— TASK DESCRIPTION —
Copy out the listing word for word, starting at the line that contains "Please find team" and continuing through the end of the listing, with both ends included.

— STORED RECORDS —
========
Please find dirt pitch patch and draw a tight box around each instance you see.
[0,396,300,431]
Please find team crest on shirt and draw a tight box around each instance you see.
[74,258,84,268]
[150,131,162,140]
========
— SOLUTION —
Please find team crest on shirt and draw a tight box around each instance you see.
[74,258,84,268]
[150,131,162,140]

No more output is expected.